__What to produce__
Please pick out every line in the listing below that contains the word "brown", and copy each of those lines in full.

__Record list__

begin

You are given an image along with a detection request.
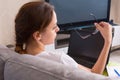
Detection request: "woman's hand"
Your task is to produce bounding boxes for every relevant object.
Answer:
[95,22,112,42]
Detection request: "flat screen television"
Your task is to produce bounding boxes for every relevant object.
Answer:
[46,0,111,30]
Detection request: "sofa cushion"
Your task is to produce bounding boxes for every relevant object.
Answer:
[4,55,117,80]
[0,45,17,80]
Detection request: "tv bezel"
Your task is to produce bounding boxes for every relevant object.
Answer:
[45,0,111,30]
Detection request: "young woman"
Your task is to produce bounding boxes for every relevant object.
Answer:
[15,1,112,74]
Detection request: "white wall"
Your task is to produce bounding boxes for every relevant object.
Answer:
[0,0,120,45]
[110,0,120,24]
[0,0,38,45]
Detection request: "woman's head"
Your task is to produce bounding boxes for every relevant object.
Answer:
[15,1,59,53]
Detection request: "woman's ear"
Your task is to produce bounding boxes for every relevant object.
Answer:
[33,31,41,41]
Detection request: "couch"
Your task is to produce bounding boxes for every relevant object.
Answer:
[0,46,120,80]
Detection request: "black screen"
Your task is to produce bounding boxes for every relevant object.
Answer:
[45,0,110,29]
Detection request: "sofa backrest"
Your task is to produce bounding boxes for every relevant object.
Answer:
[0,45,17,80]
[4,52,110,80]
[0,46,120,80]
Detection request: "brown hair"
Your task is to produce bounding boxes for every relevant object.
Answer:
[15,1,54,54]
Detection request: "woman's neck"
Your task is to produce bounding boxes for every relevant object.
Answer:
[26,42,45,55]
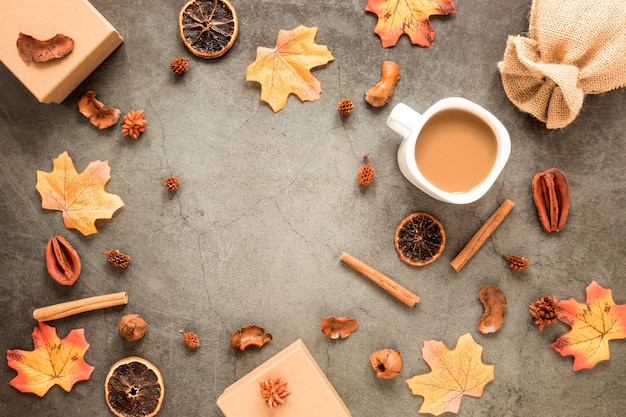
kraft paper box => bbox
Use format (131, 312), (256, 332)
(217, 339), (351, 417)
(0, 0), (124, 103)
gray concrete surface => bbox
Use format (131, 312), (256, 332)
(0, 0), (626, 417)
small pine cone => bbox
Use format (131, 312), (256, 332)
(356, 154), (374, 185)
(337, 98), (354, 119)
(170, 58), (189, 75)
(122, 110), (149, 139)
(163, 176), (180, 191)
(530, 295), (559, 332)
(180, 330), (200, 350)
(504, 255), (528, 272)
(102, 249), (130, 268)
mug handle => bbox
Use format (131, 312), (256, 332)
(387, 103), (422, 138)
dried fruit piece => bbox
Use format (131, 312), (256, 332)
(533, 168), (570, 232)
(178, 0), (239, 59)
(102, 249), (130, 268)
(122, 110), (149, 139)
(478, 285), (507, 333)
(16, 33), (74, 62)
(230, 324), (272, 350)
(180, 330), (200, 350)
(78, 91), (122, 129)
(503, 255), (528, 272)
(530, 295), (559, 332)
(320, 316), (359, 339)
(394, 212), (446, 266)
(46, 235), (80, 285)
(356, 154), (374, 186)
(104, 356), (165, 417)
(337, 98), (354, 119)
(170, 58), (189, 75)
(118, 314), (148, 342)
(163, 176), (180, 191)
(365, 61), (400, 107)
(259, 377), (291, 408)
(370, 349), (402, 379)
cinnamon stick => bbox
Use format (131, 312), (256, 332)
(33, 292), (128, 321)
(450, 199), (515, 272)
(339, 252), (420, 307)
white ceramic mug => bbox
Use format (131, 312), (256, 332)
(387, 97), (511, 204)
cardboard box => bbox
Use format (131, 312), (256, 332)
(217, 339), (351, 417)
(0, 0), (124, 103)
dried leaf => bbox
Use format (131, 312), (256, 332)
(406, 333), (494, 416)
(246, 26), (334, 112)
(7, 323), (94, 397)
(37, 151), (124, 235)
(552, 281), (626, 371)
(365, 0), (456, 48)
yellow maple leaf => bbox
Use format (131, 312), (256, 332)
(36, 151), (124, 235)
(246, 26), (334, 112)
(406, 333), (494, 416)
(552, 281), (626, 371)
(365, 0), (456, 48)
(7, 323), (94, 397)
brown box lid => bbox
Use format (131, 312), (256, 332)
(217, 339), (351, 417)
(0, 0), (124, 103)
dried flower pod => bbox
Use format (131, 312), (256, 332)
(530, 295), (559, 332)
(163, 176), (180, 191)
(356, 154), (374, 186)
(370, 349), (402, 379)
(118, 314), (148, 342)
(78, 91), (122, 129)
(478, 285), (507, 333)
(503, 255), (528, 272)
(259, 377), (291, 408)
(122, 110), (150, 139)
(320, 316), (359, 339)
(230, 324), (272, 350)
(16, 33), (74, 62)
(533, 168), (570, 232)
(170, 58), (189, 75)
(102, 249), (130, 268)
(180, 330), (200, 350)
(46, 235), (81, 285)
(337, 98), (354, 119)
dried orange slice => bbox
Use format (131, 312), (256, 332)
(178, 0), (239, 59)
(104, 356), (165, 417)
(394, 212), (446, 266)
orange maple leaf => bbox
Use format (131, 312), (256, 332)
(406, 333), (494, 416)
(552, 281), (626, 371)
(246, 26), (334, 112)
(365, 0), (456, 48)
(37, 151), (124, 236)
(7, 323), (94, 397)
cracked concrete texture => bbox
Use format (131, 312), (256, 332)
(0, 0), (626, 417)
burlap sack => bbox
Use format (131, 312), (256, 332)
(498, 0), (626, 129)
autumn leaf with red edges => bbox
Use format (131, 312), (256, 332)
(552, 281), (626, 371)
(365, 0), (456, 48)
(7, 323), (94, 397)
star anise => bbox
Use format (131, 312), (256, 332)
(259, 377), (291, 408)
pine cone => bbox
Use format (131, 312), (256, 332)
(102, 249), (130, 268)
(337, 98), (354, 119)
(170, 58), (189, 75)
(163, 176), (180, 191)
(122, 110), (149, 139)
(356, 154), (374, 185)
(530, 295), (559, 332)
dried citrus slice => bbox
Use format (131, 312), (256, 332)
(178, 0), (239, 59)
(104, 356), (165, 417)
(394, 213), (446, 266)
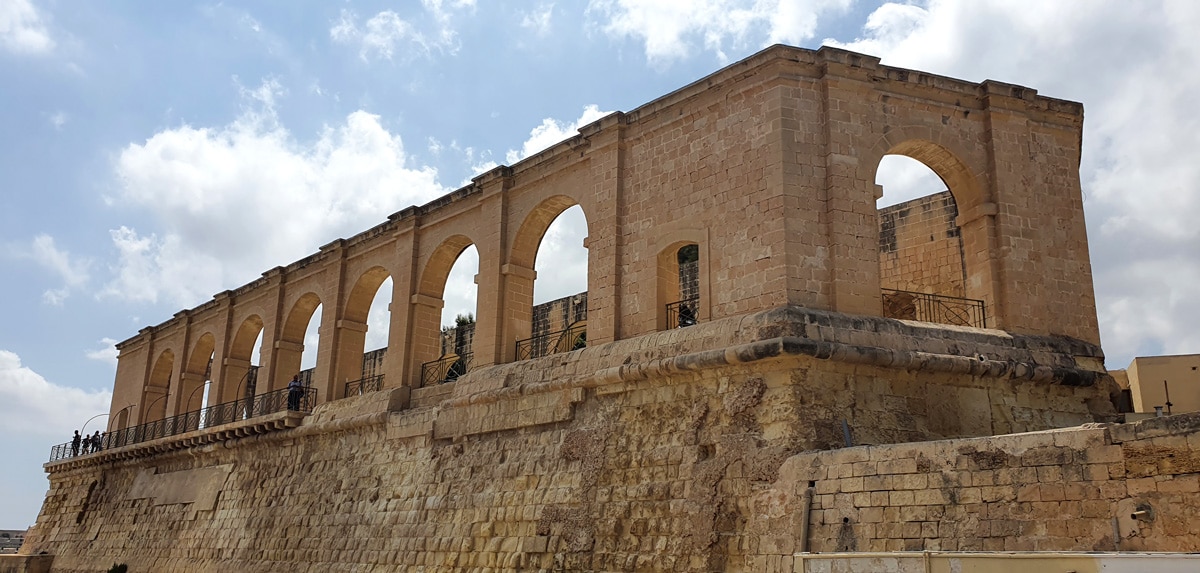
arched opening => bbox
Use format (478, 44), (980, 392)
(875, 153), (986, 327)
(511, 203), (588, 360)
(338, 266), (391, 397)
(656, 242), (701, 330)
(277, 292), (328, 396)
(140, 350), (175, 423)
(225, 314), (263, 403)
(179, 332), (216, 429)
(414, 235), (479, 386)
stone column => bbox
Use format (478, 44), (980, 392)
(580, 113), (625, 345)
(472, 167), (512, 367)
(383, 207), (420, 387)
(254, 266), (286, 394)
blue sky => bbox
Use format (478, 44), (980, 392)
(0, 0), (1200, 529)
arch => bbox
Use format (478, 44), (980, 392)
(860, 126), (991, 212)
(344, 266), (391, 322)
(326, 265), (391, 398)
(504, 194), (595, 360)
(416, 235), (472, 298)
(273, 291), (329, 399)
(179, 332), (216, 412)
(229, 314), (263, 362)
(280, 292), (320, 346)
(142, 349), (175, 423)
(223, 314), (263, 403)
(509, 194), (589, 271)
(410, 235), (479, 386)
(646, 228), (712, 331)
(870, 133), (1000, 326)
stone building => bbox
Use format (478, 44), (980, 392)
(1112, 354), (1200, 415)
(22, 46), (1200, 572)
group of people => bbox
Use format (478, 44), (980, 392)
(71, 430), (104, 456)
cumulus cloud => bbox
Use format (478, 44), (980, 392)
(47, 110), (68, 132)
(329, 0), (475, 61)
(0, 350), (113, 441)
(0, 0), (54, 54)
(11, 234), (91, 306)
(505, 104), (597, 304)
(101, 82), (448, 307)
(505, 104), (612, 163)
(84, 337), (118, 370)
(830, 0), (1200, 368)
(587, 0), (850, 62)
(521, 2), (554, 36)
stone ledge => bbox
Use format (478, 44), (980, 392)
(42, 411), (307, 474)
(0, 555), (54, 573)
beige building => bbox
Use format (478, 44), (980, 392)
(22, 46), (1200, 573)
(1111, 354), (1200, 414)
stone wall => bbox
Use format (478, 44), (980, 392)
(23, 308), (1112, 572)
(746, 414), (1200, 571)
(880, 191), (966, 297)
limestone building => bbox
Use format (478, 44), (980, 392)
(1112, 354), (1200, 415)
(22, 46), (1200, 572)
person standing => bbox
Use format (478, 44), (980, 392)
(288, 374), (304, 410)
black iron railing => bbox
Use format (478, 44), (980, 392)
(50, 387), (317, 462)
(517, 322), (588, 360)
(882, 289), (988, 328)
(667, 296), (700, 328)
(346, 374), (383, 398)
(421, 352), (472, 387)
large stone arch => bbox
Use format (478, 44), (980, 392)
(223, 313), (264, 403)
(139, 349), (175, 423)
(864, 127), (1003, 326)
(509, 194), (588, 271)
(179, 332), (216, 412)
(273, 291), (322, 393)
(502, 194), (594, 361)
(409, 234), (478, 386)
(647, 228), (712, 330)
(330, 265), (391, 397)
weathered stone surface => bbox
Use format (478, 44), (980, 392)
(24, 308), (1132, 572)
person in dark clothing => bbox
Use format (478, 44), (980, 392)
(288, 374), (304, 410)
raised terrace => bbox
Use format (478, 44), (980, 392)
(16, 46), (1161, 572)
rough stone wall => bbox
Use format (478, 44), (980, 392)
(880, 191), (966, 297)
(23, 309), (1111, 572)
(746, 415), (1200, 571)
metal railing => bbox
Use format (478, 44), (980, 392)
(667, 296), (700, 328)
(421, 352), (473, 387)
(882, 289), (988, 328)
(344, 374), (383, 398)
(50, 387), (317, 462)
(517, 322), (588, 360)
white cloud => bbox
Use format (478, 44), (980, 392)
(587, 0), (850, 62)
(17, 234), (91, 306)
(505, 104), (612, 163)
(830, 0), (1200, 367)
(84, 337), (118, 370)
(875, 155), (946, 209)
(102, 82), (448, 307)
(0, 350), (113, 442)
(47, 110), (67, 132)
(329, 0), (475, 61)
(0, 0), (54, 54)
(442, 245), (479, 326)
(521, 2), (554, 36)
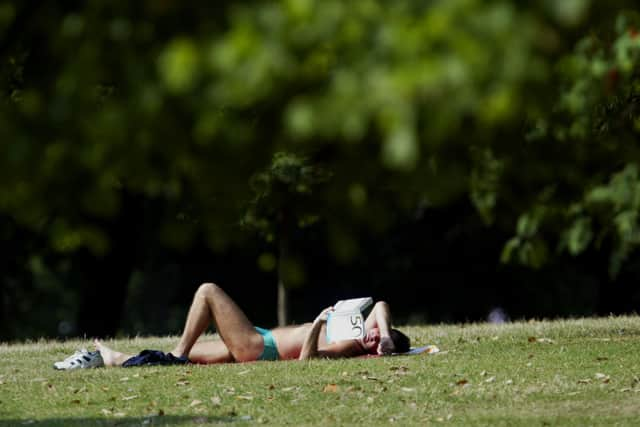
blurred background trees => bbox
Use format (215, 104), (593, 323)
(0, 0), (640, 339)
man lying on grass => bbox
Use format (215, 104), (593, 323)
(54, 283), (410, 369)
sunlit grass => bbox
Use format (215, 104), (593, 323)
(0, 317), (640, 426)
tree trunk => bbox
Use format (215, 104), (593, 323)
(278, 231), (289, 326)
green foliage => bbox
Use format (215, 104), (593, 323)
(0, 0), (640, 290)
(243, 152), (330, 241)
(503, 14), (640, 276)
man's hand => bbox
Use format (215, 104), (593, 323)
(378, 337), (396, 355)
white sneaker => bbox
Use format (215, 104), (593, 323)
(53, 348), (104, 371)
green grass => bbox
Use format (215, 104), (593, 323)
(0, 317), (640, 426)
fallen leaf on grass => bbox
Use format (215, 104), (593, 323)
(527, 337), (555, 344)
(322, 384), (338, 393)
(236, 394), (253, 400)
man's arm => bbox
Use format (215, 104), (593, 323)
(364, 301), (395, 354)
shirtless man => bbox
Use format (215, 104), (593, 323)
(95, 283), (416, 366)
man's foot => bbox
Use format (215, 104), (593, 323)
(93, 339), (131, 366)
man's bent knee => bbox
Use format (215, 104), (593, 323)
(196, 282), (220, 296)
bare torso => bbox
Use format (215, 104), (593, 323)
(271, 323), (327, 359)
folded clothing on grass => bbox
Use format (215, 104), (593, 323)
(122, 350), (189, 368)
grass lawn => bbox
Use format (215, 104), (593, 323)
(0, 317), (640, 426)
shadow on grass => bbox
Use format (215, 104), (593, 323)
(0, 415), (255, 427)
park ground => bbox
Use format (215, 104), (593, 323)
(0, 316), (640, 427)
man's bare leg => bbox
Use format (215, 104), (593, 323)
(93, 339), (133, 366)
(189, 339), (235, 364)
(171, 283), (264, 362)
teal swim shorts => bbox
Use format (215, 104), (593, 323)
(255, 326), (280, 360)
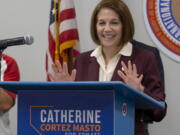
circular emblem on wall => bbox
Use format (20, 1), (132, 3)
(144, 0), (180, 62)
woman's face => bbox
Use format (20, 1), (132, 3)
(96, 8), (122, 47)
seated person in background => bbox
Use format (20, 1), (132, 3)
(49, 0), (166, 135)
(0, 54), (20, 135)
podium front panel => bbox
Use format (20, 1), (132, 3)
(18, 90), (115, 135)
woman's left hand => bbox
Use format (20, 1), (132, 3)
(117, 61), (144, 92)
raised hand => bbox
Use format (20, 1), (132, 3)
(48, 61), (76, 81)
(117, 61), (144, 92)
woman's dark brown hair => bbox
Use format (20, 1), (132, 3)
(90, 0), (134, 45)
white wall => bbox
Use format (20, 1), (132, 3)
(0, 0), (180, 135)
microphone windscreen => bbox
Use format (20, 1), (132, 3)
(24, 35), (34, 45)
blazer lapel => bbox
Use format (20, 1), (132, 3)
(111, 55), (131, 81)
(87, 57), (99, 81)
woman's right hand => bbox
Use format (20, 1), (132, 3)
(48, 61), (76, 81)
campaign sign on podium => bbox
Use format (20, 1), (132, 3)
(0, 82), (165, 135)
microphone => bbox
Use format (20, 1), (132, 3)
(0, 35), (34, 49)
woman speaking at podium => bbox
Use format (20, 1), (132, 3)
(49, 0), (166, 135)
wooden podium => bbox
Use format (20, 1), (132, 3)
(0, 82), (165, 135)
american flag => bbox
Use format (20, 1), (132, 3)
(46, 0), (79, 80)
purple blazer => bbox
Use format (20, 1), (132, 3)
(74, 41), (166, 135)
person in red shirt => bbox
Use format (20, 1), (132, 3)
(0, 54), (20, 135)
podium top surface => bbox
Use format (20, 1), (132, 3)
(0, 81), (165, 109)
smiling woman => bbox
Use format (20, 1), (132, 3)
(50, 0), (166, 135)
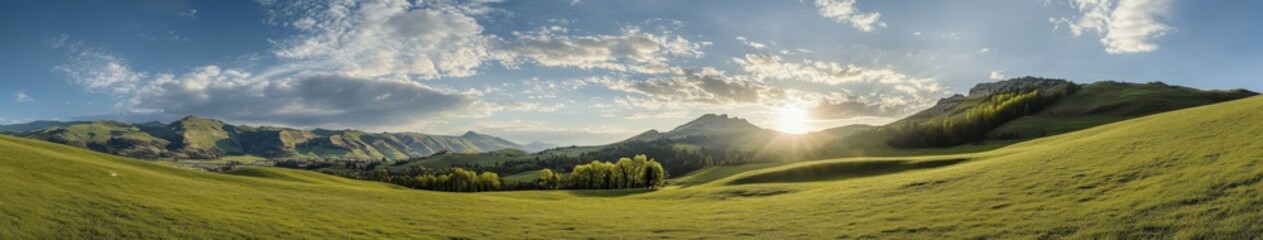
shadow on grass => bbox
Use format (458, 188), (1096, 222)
(567, 188), (658, 197)
(729, 159), (969, 184)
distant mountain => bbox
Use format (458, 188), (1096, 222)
(16, 116), (538, 159)
(522, 141), (560, 153)
(0, 120), (83, 133)
(821, 77), (1258, 157)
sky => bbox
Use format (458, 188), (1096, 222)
(0, 0), (1263, 145)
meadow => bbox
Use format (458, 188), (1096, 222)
(0, 97), (1263, 239)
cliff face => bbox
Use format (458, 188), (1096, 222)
(895, 77), (1077, 124)
(969, 77), (1072, 99)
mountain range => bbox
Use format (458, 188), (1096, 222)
(0, 116), (556, 159)
(7, 77), (1258, 166)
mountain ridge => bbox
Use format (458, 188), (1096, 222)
(14, 115), (540, 160)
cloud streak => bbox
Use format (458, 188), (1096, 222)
(816, 0), (885, 32)
(1048, 0), (1172, 54)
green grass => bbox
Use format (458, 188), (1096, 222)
(500, 171), (539, 183)
(0, 97), (1263, 239)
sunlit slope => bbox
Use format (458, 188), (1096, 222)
(0, 97), (1263, 239)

end

__Solution for this task__
Detection request: "brown hair"
brown box lid => bbox
woman's dark brown hair => bbox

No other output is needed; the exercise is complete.